The problem:
For the data below, restate word for word only the lines from the line containing "Tag the standing" through the line containing "Tag the brown", both ends included.

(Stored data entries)
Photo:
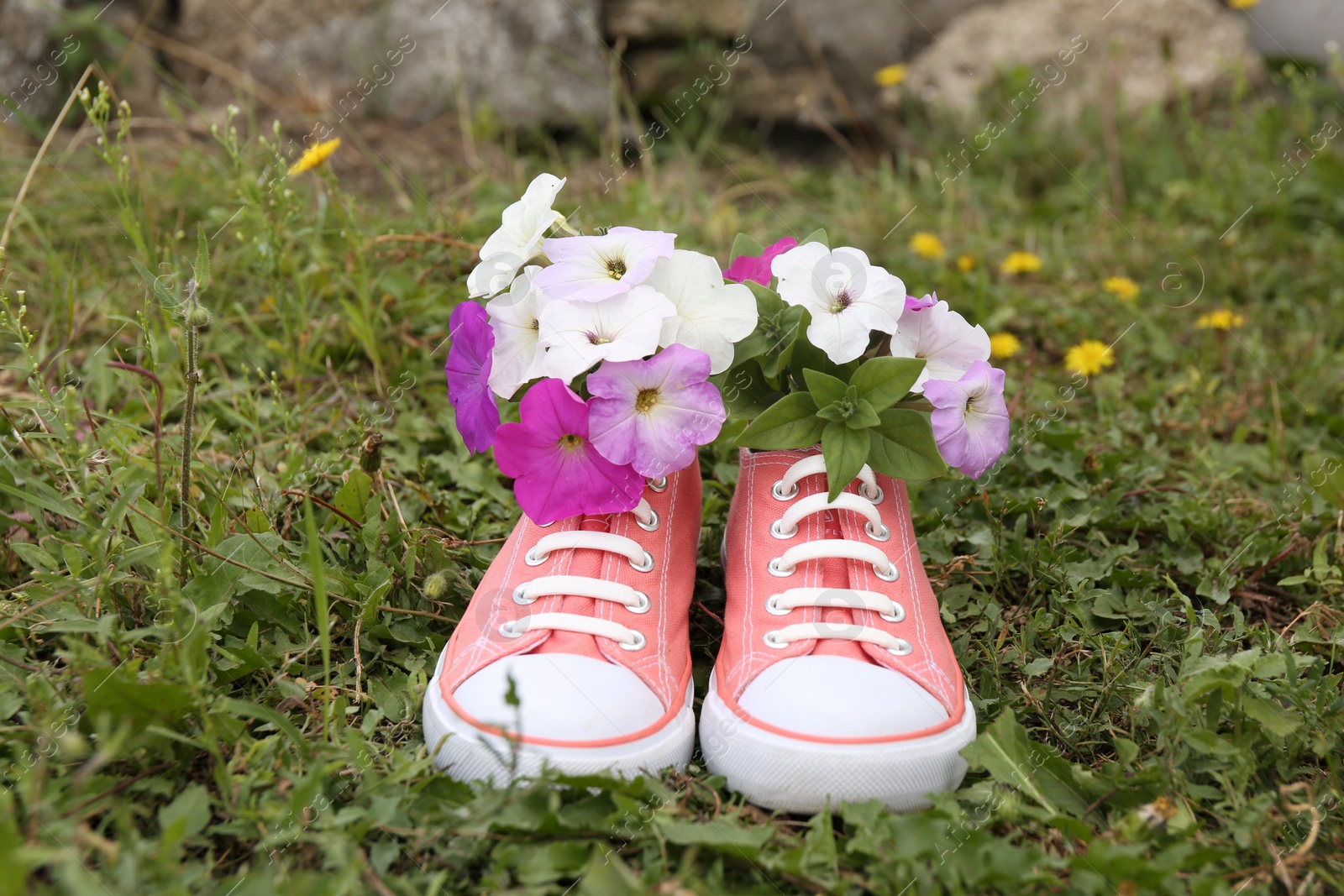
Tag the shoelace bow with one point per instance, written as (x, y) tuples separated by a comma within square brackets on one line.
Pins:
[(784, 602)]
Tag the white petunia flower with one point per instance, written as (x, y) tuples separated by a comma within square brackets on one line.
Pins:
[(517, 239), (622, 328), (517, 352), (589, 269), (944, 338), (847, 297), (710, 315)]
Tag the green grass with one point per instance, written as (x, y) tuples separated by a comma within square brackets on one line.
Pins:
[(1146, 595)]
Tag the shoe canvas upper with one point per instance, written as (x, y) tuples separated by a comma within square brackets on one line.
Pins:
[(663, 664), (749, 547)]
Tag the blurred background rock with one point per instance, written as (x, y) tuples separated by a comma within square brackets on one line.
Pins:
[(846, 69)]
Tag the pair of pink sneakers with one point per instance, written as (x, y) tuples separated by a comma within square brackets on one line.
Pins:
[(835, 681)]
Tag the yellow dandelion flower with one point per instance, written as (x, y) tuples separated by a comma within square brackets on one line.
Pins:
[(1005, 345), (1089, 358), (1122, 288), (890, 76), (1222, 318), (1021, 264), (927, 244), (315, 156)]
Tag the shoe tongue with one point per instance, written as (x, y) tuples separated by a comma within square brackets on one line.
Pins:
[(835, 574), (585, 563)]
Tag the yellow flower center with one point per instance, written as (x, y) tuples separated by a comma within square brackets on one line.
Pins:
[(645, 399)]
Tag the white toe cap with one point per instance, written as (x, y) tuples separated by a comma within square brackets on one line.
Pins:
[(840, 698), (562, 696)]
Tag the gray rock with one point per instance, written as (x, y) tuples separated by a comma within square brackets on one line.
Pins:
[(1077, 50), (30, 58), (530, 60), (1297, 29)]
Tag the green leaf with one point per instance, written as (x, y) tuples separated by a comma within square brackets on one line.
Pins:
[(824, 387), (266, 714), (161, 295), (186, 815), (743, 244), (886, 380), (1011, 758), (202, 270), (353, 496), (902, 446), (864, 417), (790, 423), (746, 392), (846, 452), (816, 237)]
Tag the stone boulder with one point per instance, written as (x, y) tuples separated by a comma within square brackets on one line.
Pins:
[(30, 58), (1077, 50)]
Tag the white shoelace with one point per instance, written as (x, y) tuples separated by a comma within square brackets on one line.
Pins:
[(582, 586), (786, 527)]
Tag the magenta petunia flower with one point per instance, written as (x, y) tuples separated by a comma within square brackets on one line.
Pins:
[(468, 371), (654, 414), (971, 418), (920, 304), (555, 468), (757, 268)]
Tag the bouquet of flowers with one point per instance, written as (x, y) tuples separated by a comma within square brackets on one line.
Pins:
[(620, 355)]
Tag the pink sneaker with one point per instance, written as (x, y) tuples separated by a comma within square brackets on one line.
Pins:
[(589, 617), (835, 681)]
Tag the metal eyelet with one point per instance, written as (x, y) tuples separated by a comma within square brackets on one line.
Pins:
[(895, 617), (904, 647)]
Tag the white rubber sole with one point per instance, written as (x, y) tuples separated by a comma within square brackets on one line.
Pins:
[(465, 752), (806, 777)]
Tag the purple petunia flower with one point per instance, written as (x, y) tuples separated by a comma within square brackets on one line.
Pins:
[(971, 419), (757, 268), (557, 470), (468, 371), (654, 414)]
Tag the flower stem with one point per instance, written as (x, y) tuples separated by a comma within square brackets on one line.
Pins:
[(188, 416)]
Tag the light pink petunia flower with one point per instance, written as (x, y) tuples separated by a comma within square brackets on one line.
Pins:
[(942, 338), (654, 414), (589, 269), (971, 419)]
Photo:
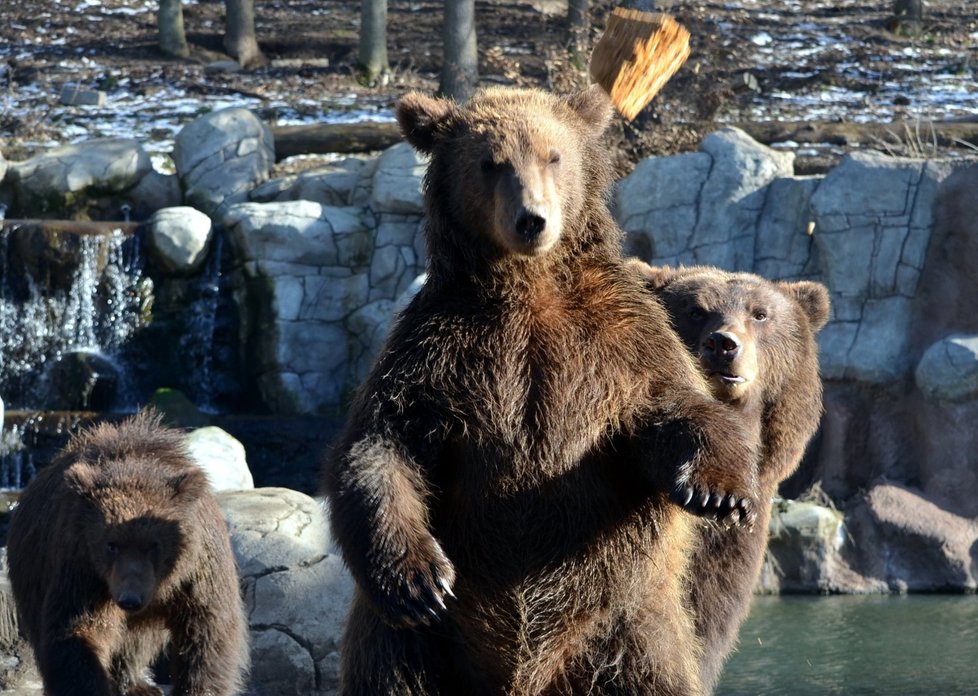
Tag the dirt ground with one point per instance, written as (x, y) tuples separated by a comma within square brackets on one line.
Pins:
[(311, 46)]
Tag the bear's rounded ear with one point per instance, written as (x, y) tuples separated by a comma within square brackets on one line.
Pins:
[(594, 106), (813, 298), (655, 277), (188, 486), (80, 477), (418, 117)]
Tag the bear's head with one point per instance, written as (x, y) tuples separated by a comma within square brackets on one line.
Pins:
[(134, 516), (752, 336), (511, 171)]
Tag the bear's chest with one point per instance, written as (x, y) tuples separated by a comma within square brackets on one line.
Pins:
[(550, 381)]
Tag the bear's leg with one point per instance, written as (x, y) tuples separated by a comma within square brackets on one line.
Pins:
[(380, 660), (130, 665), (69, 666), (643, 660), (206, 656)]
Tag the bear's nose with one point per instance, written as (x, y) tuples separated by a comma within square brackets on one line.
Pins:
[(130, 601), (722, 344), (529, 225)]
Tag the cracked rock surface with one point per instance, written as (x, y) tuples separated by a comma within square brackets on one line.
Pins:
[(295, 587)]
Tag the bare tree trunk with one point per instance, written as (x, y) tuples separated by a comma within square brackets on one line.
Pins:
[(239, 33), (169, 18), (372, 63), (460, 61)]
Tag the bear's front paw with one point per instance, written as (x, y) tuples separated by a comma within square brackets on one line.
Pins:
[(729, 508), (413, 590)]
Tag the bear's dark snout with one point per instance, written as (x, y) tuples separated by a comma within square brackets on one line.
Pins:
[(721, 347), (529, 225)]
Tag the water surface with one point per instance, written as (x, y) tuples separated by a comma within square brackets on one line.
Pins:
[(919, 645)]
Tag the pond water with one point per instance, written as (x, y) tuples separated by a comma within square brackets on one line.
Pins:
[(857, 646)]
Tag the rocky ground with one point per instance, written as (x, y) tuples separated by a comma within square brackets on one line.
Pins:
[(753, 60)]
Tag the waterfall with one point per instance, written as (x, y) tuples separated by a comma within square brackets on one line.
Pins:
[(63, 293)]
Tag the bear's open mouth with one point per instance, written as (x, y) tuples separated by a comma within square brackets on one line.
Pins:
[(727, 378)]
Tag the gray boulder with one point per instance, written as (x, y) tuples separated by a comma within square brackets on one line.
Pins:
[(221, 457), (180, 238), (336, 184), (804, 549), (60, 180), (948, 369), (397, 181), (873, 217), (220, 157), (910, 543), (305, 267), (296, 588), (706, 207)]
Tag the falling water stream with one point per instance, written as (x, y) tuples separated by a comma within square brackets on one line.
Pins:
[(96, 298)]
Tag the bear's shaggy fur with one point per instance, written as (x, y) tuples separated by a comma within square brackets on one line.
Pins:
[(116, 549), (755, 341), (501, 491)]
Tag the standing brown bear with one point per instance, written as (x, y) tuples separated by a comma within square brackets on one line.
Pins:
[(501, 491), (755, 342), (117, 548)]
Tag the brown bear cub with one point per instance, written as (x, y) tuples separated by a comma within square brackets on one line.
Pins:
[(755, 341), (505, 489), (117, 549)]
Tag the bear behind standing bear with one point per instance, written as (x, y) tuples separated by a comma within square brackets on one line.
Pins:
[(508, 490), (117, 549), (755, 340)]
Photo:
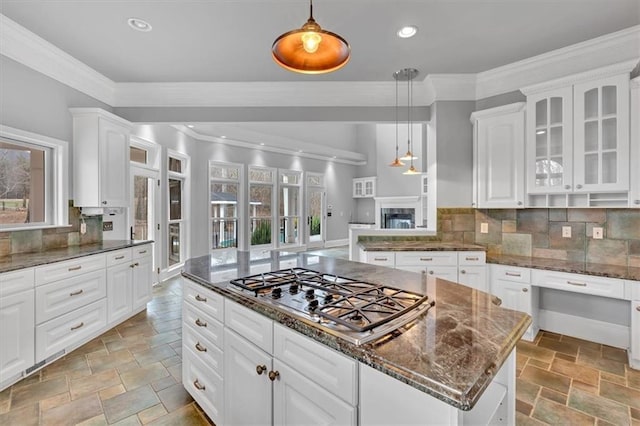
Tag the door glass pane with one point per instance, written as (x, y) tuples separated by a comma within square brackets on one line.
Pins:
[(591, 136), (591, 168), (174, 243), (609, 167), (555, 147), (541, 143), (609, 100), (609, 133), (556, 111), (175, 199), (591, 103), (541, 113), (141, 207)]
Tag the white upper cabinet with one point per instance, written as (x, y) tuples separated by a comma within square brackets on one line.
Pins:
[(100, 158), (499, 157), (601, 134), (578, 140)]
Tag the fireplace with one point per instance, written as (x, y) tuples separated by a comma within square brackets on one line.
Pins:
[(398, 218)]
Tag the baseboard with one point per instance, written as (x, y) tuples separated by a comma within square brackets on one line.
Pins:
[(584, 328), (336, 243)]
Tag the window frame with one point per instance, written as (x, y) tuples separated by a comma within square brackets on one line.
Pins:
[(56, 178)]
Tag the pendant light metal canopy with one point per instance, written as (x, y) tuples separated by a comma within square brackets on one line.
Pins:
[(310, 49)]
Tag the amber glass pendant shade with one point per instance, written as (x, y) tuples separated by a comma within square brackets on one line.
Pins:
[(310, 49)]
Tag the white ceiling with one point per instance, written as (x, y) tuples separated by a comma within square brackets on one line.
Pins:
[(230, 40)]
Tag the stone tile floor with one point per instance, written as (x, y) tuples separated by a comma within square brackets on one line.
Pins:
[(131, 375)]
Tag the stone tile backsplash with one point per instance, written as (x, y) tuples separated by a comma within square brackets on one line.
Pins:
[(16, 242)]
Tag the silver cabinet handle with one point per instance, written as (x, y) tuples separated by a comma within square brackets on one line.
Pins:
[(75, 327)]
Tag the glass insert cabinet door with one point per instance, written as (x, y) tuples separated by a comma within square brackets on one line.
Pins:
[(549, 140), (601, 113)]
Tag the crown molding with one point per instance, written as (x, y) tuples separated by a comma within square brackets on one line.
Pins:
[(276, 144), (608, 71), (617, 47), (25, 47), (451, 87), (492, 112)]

Completed exercise:
Tag the standing brown bear with one point per instance, written as (x, y) tuples separated by a comma within square brackets on one line.
Pins:
[(501, 491), (755, 342), (117, 548)]
Tag the brown bear cub with one point per instance, written as (x, y) tuples separated by a comma within square brackets on one line.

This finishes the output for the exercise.